Written problem
Gather every line of the listing below that contains the string "floor". Case counts.

Material provided
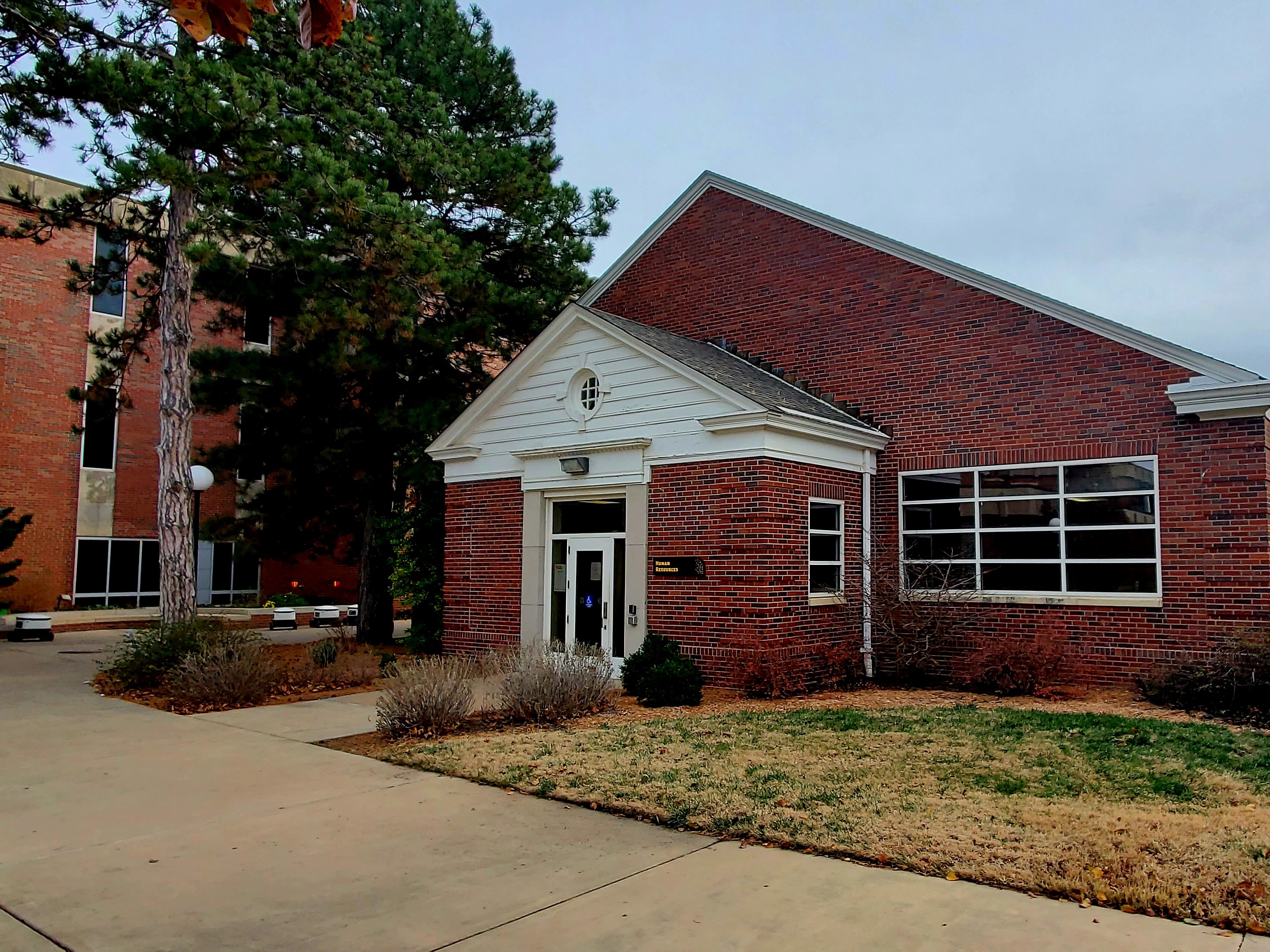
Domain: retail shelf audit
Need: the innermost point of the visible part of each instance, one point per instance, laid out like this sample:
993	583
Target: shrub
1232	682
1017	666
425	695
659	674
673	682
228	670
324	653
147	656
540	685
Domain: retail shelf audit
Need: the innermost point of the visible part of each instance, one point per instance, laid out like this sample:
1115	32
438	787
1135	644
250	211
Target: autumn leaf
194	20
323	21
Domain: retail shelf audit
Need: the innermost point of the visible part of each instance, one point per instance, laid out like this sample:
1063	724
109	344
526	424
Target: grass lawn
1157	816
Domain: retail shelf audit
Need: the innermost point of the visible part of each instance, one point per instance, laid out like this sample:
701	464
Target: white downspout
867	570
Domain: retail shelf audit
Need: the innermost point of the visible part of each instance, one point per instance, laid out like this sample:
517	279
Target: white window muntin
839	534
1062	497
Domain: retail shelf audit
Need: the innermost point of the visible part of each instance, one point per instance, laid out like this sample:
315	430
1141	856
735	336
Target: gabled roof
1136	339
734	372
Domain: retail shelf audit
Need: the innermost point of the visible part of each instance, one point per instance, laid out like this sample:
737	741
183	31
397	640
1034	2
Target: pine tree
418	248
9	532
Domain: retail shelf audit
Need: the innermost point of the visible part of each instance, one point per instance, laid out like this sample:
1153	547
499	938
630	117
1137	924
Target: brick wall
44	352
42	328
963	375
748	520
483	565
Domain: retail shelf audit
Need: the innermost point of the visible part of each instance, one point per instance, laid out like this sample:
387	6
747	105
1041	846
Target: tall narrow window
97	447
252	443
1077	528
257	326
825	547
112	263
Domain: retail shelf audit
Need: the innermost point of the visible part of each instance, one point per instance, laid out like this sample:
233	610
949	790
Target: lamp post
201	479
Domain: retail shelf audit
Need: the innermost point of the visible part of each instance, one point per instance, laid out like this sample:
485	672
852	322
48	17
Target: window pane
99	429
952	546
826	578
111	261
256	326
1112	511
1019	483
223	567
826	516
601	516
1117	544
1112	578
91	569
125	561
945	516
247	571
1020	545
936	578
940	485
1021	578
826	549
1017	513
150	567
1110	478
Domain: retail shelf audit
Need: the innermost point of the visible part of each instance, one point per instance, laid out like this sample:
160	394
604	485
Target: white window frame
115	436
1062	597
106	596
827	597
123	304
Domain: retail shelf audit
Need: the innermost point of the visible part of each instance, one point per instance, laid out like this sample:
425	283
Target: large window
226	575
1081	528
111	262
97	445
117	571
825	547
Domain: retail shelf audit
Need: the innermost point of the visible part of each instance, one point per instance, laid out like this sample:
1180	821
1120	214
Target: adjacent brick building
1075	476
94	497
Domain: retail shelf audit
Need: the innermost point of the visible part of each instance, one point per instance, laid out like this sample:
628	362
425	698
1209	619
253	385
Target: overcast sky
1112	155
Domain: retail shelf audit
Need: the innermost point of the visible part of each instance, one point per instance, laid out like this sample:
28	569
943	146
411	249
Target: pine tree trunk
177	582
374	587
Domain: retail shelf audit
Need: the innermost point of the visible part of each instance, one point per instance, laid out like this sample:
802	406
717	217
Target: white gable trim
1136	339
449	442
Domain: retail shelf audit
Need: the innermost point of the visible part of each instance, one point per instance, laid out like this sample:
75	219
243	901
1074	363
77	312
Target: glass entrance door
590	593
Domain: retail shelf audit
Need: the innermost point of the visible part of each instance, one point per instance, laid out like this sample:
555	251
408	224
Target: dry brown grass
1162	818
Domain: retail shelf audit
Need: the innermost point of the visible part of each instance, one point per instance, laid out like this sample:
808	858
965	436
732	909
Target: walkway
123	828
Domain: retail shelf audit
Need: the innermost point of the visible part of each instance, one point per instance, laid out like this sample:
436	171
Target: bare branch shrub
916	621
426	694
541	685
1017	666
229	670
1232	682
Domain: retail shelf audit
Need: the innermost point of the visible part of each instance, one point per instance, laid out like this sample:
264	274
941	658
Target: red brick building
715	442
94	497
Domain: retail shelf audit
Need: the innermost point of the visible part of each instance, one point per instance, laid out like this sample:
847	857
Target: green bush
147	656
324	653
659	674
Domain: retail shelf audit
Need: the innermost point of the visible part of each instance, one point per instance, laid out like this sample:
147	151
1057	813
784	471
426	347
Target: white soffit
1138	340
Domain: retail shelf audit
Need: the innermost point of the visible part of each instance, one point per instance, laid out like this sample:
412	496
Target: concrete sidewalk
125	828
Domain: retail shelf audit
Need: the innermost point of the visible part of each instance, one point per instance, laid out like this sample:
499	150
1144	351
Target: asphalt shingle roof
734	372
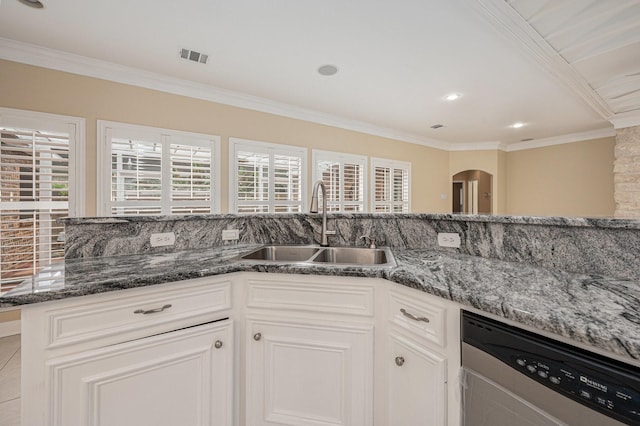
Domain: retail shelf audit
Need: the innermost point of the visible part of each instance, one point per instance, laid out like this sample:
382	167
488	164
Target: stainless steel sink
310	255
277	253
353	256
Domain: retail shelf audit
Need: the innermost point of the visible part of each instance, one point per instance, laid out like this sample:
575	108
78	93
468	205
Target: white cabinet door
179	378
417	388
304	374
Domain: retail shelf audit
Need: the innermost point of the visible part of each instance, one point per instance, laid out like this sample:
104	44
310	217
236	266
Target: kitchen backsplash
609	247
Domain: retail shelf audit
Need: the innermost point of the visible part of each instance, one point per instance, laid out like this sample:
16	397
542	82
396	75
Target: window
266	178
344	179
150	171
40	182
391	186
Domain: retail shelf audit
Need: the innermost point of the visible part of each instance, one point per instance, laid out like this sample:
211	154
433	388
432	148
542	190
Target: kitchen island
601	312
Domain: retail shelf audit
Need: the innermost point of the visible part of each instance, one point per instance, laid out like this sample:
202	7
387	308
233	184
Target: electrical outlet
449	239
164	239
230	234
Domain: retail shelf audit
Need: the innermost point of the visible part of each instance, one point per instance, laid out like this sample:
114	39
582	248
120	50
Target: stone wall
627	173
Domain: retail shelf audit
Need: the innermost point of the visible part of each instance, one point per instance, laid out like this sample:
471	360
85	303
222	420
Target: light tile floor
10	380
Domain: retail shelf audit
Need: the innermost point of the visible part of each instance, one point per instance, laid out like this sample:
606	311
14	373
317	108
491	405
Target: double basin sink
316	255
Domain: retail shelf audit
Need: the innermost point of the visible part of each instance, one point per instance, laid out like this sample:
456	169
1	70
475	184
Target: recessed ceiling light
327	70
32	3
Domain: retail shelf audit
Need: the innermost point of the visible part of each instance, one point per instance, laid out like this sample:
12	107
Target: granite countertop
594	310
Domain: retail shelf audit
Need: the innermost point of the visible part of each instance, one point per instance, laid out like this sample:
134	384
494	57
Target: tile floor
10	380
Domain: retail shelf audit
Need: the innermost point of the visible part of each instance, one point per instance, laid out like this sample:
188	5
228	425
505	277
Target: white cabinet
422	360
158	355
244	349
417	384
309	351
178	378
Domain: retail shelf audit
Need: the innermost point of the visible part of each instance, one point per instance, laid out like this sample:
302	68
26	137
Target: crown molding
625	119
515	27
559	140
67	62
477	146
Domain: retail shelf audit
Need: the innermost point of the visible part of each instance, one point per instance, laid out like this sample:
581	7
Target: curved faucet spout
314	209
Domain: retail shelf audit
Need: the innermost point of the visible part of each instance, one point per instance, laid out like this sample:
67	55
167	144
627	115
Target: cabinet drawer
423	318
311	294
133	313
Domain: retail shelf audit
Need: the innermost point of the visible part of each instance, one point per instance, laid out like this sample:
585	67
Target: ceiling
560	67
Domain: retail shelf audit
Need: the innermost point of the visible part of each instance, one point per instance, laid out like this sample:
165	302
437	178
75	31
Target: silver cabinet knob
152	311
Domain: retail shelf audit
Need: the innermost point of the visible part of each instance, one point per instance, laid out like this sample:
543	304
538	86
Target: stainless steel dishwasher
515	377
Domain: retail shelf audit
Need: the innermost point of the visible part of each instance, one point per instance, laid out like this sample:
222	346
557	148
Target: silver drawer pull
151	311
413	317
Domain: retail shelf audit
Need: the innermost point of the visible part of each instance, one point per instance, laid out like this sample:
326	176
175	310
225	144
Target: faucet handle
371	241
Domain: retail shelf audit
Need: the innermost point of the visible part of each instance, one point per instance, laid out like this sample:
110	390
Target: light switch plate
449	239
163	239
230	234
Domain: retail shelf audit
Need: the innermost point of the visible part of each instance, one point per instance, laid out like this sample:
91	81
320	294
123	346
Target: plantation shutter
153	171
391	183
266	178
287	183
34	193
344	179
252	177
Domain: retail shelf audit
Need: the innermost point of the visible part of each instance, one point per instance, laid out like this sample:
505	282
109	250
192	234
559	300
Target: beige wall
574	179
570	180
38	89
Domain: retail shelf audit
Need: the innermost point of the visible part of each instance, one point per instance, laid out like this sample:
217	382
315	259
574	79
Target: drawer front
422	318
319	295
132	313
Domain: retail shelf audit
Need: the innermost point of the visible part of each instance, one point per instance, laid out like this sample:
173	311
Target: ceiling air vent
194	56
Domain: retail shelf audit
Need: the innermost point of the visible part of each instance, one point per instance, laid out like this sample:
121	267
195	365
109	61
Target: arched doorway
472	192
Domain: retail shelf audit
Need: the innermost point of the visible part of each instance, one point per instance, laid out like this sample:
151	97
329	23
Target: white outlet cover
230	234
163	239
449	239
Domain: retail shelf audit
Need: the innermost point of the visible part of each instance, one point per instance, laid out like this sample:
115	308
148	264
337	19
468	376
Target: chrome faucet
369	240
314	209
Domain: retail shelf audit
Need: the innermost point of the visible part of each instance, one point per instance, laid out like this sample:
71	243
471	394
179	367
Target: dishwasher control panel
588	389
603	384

Final answer
Target: light tile floor
Target: tile floor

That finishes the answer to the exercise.